Information:
——————————
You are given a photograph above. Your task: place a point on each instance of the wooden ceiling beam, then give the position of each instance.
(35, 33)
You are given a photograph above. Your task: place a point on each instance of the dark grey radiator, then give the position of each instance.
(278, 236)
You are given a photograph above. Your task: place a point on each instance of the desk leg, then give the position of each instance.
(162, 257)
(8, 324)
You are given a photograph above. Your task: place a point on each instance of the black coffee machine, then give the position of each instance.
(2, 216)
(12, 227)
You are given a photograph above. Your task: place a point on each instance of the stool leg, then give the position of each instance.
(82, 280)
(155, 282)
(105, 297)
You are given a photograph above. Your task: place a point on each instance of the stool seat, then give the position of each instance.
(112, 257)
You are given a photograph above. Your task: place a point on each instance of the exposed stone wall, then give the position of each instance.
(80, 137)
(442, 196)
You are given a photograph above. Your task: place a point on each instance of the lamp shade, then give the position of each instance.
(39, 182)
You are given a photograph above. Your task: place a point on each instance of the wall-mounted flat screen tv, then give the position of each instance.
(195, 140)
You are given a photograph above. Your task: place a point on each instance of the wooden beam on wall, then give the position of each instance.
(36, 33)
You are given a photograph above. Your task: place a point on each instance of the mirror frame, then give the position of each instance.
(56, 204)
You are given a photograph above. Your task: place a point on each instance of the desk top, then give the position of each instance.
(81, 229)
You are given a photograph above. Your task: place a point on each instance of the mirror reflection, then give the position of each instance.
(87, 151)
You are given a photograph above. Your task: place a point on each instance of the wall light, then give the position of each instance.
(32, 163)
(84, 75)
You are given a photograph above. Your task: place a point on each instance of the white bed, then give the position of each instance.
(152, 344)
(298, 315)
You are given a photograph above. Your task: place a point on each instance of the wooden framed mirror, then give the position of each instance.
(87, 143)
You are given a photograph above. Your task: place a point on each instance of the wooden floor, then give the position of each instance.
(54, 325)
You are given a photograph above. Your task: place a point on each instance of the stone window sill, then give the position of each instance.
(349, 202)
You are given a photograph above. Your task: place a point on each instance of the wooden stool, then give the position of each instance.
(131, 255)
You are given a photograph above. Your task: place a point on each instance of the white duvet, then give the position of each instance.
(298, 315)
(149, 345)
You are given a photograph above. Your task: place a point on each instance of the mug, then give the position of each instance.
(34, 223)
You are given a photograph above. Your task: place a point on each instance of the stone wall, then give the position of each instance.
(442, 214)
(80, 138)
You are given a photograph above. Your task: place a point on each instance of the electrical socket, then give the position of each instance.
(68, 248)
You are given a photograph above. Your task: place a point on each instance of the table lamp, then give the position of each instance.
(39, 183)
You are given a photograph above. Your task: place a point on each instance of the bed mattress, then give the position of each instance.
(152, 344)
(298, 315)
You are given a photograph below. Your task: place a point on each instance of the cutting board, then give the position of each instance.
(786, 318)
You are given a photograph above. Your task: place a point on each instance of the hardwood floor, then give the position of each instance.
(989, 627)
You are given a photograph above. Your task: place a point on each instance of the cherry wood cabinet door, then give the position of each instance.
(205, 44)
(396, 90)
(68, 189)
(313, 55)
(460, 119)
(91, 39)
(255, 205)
——————————
Task goal: All the material above is to be retyped exactly as it appears.

Final answer:
You are given a photograph above. Your task: place a point on each instance of the wooden ceiling beam, then give the position of each instance.
(35, 33)
You are given a photograph above. Your task: place a point on each instance of the dark grey radiator, then give the position of each instance.
(278, 236)
You are given a photograph above. Your task: place a point on each instance of the desk leg, then give the position of each instance.
(162, 257)
(8, 324)
You are given a photograph above. Your task: place a point on each instance of the black coffee machine, then give the position of each instance.
(2, 216)
(12, 227)
You are given a photograph above. Your task: place a point on each instance of the stool leg, then give the position of each instance.
(82, 280)
(155, 282)
(105, 297)
You are given a photograph above. Your task: place a point on each instance of the stool seat, then give the position of each instance.
(112, 257)
You are given a photograph above. Your task: place a point on each instance of the exposed stone wall, then give the position of each instance.
(80, 137)
(442, 196)
You are given a photograph above. Your task: place a point on each instance of the lamp shade, then give the position of each instance.
(39, 182)
You are given a photograph above. Your task: place a point on each instance of the wall-mounted flat screen tv, then give the position of each instance.
(195, 140)
You are given a photograph above. Your task: place a point on each instance of the wooden beam on wall, then give the position of each instance.
(36, 33)
You are given a photograph above. Your task: place a point on each instance of the mirror frame, then give the position of each instance.
(56, 204)
You are given a photograph above. Your task: place a point on each instance of the desk top, then give the position of each instance.
(81, 229)
You are given a photograph above. Your task: place a point on each instance of the mirror reflection, then give the position of each instance.
(87, 151)
You are given a photograph above. Your task: place a point on each instance of the wall light, then give the position of each instance.
(32, 163)
(84, 75)
You are given a photograph above. Your task: place a point on each instance of the white bed, then give the position of each instance.
(152, 344)
(298, 315)
You are given a photograph above. Your task: place a point on each instance of the wooden framed mirror, then give the position of each instance.
(87, 143)
You are given a photograph above. Your task: place a point on each instance of the wooden floor, then give the position of each instance.
(54, 325)
You are given a photograph above. Your task: place a point on each instance of the stone window sill, then give the position of each instance.
(349, 202)
You are given a photograph above. Your task: place a point on each instance of the wooden stool, then give the position of each instance.
(131, 255)
You are given a photograph above. Your task: place a point on each instance of the white duvet, then give the position of each instance.
(298, 315)
(149, 345)
You are given a photograph above. Your task: place a point on each instance of the mug, then give the position of each instance.
(34, 223)
You are given a photograph above. Your task: place a point on each instance of the stone wall, then give the position of each instance.
(442, 214)
(80, 138)
You are given a photograph above. Your task: place a point on each instance of the electrical socket, then give the position of each instance.
(68, 248)
You are given a photograph above. Your task: place a point on each instance of the table lamp, then give the position of each instance.
(39, 183)
You are given a photograph above. Your task: place a point on each instance of the bed mattress, then give the position of each instance.
(152, 344)
(298, 315)
You are given a photograph below. Your task: place a point on each instance of the cutting board, then give the position of each instance.
(786, 318)
You are given a photograph above. Your task: place a point on each instance of the hardwood floor, then give the position of each instance.
(989, 627)
You are given a photograph above. Your task: place a point on each instance of the cherry wood cabinet door, then give the position of each instance.
(205, 44)
(396, 90)
(68, 189)
(313, 55)
(460, 119)
(91, 39)
(255, 205)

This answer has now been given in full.